Exercise.
Please copy the forum thread between "VW started the" and "workin on it.", inclusive, swapping "cabin" for "cab".

Text to read.
◆ ◆ ◆ ◆ ◆

# something a little different



## Patrick62 (Jan 27, 2006)

I need to get some body work done, but this little thing is a blast to drive.

I don't haul firewood in it, a 73 K10 does that.
Also have a (POS) 1987 Dodge truck to get to work in.
Then there is a old jeep for wheeling duties.

Not even going to mention the homemade stuff.

-Pat


----------



## RaisedByWolves (Jan 27, 2006)

Id like to find one in good shape around here, one of my favorite trucks growing up.


----------



## Toddppm (Feb 19, 2006)

I've been watching ebay for a cheap one of those local for a couple years now. I'd love to use that to haul my bikes to the track, looks fun.

BTW, How does it ride? I've got a cabover dumptruck and imagine it would ride similarly, bumpy but not too offensive


----------



## Patrick62 (Mar 5, 2006)

*1965 Dodge A100*

The ride is good. It is not as nose heavy as one would believe by looking at it. Put a load in it, and it is very good.

Ford made a Econoline like this.
Chevy made the Corvan like this (they are cool).
VW started the whole thing with their creation.

Good luck on finding a "cheap" one. If you do it might look worse than what I have. After all they have not been made for 37 some years....

-Pat (I did haul a load of wood in it for giggles one day...)


----------



## Lawn Masters (Mar 5, 2006)

That is rather interesting looking. have seen em before though. my wonder is how hard it is to work on the motor if its probably right below and slightly behind your seat. on the plus side, if you access the engine from the cabin, and break down in the rain, you're dry while workin on it.


----------



## RaisedByWolves (Mar 5, 2006)

A buddy of mine had one (ford van) and you can work on them while your driving.  

Your drunk friends (thats me) can also play games while you drive. Like lets see how tight we can cup our hands over the carb before it stalls (big black clouds of smoke), can I work the throttle independent of the drivers wishes(good fun at stoplights), distributer roulette (flames, OOh my shirt!!) How much liquid  can we pour down the carb, Will it inhale a cigarette but (or ten) and be OK?


Ah yes, them were the days...............


----------



## Patrick62 (Mar 5, 2006)

*I never done it that way!*



RaisedByWolves said:


> A buddy of mine had one (ford van) and you can work on them while your driving.
> 
> Your drunk friends (thats me) can also play games while you drive. Like lets see how tight we can cup our hands over the carb before it stalls (big black clouds of smoke), can I work the throttle independent of the drivers wishes(good fun at stoplights), distributer roulette (flames, OOh my shirt!!) How much liquid  can we pour down the carb, Will it inhale a cigarette but (or ten) and be OK?

◆ ◆ ◆ ◆ ◆

Excerpted records.
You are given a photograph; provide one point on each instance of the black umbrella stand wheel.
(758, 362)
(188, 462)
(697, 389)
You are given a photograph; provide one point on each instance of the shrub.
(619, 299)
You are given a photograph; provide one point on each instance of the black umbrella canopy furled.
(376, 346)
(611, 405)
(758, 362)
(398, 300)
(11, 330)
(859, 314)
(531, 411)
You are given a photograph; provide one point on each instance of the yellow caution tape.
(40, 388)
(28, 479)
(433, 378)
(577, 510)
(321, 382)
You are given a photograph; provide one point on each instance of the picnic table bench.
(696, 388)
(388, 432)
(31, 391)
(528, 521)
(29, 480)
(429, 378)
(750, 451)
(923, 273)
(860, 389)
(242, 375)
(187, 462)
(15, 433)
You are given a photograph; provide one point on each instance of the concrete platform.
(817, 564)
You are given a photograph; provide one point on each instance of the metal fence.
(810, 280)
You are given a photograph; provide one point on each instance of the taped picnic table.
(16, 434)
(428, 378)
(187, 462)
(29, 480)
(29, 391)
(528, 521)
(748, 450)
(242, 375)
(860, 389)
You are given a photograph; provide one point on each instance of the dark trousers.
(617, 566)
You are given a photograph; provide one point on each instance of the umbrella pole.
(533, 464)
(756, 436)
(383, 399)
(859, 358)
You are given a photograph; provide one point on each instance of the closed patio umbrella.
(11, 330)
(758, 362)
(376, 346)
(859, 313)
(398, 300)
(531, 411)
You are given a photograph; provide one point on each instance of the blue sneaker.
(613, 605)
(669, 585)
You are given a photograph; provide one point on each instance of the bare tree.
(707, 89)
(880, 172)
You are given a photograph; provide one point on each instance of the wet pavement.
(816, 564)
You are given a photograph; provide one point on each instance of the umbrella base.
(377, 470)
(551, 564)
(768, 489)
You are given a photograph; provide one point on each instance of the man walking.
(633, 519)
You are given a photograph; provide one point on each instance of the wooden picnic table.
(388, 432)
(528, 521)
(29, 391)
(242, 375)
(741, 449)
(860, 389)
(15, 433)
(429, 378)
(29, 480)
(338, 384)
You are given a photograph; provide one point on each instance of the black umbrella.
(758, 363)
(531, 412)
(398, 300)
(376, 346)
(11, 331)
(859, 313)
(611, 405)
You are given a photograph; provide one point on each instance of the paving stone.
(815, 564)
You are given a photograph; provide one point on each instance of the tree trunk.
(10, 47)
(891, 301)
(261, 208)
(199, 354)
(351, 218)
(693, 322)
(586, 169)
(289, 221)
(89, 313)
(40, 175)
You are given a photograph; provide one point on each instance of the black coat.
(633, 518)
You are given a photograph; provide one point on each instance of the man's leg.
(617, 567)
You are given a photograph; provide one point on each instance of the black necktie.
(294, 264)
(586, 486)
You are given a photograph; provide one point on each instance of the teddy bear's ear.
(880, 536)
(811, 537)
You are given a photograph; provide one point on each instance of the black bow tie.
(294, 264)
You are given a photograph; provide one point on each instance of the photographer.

◆ ◆ ◆ ◆ ◆

Correct result.
VW started the whole thing with their creation.

Good luck on finding a "cheap" one. If you do it might look worse than what I have. After all they have not been made for 37 some years....

-Pat (I did haul a load of wood in it for giggles one day...)


----------



## Lawn Masters (Mar 5, 2006)

That is rather interesting looking. have seen em before though. my wonder is how hard it is to work on the motor if its probably right below and slightly behind your seat. on the plus side, if you access the engine from the cab, and break down in the rain, you're dry while workin on it.